THE TASK:
All entries must be repeated exactly; do not include the pictures.

#### GIVEN INFORMATION

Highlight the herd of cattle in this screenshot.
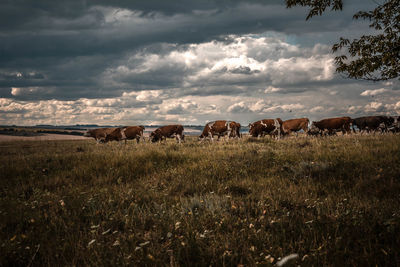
[84,116,400,143]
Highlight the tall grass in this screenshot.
[0,135,400,266]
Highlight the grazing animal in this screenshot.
[249,118,283,138]
[353,116,395,133]
[83,128,118,143]
[199,120,241,142]
[105,126,144,144]
[150,124,185,144]
[282,118,310,134]
[308,117,353,135]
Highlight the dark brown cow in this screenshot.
[308,117,353,135]
[83,128,118,143]
[282,118,310,134]
[199,120,241,141]
[150,124,185,143]
[249,118,283,138]
[105,126,144,144]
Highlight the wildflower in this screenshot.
[101,228,111,235]
[139,241,150,247]
[88,239,96,247]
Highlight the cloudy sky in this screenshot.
[0,0,400,125]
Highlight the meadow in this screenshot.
[0,134,400,266]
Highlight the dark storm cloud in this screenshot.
[0,0,400,124]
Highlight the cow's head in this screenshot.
[83,130,93,137]
[149,129,161,143]
[103,134,117,143]
[307,121,322,135]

########

SOLUTION BELOW:
Highlight the herd of cattle in this screenshot.
[84,116,400,143]
Highlight the tall grass in this screenshot.
[0,135,400,266]
Highlight the grazing animal in this screenshot.
[249,118,283,138]
[353,116,395,133]
[83,128,118,143]
[199,120,241,142]
[105,126,144,144]
[150,124,185,144]
[282,118,310,134]
[308,117,353,135]
Highlight the dark brown cow in this screenshot.
[308,117,353,135]
[83,128,118,143]
[282,118,310,134]
[199,120,241,141]
[150,124,185,143]
[249,118,283,138]
[105,126,144,144]
Highlight the wildflower in this screenshot.
[101,228,111,235]
[139,241,150,247]
[88,239,96,247]
Highlight the cloudy sky in this screenshot.
[0,0,400,125]
Highlight the meadow in this screenshot.
[0,134,400,266]
Highlight the dark storm cloud in this screenshot.
[0,0,400,124]
Highlight the cow's head in this screenshot.
[83,130,93,137]
[149,129,161,143]
[103,134,117,143]
[307,121,322,135]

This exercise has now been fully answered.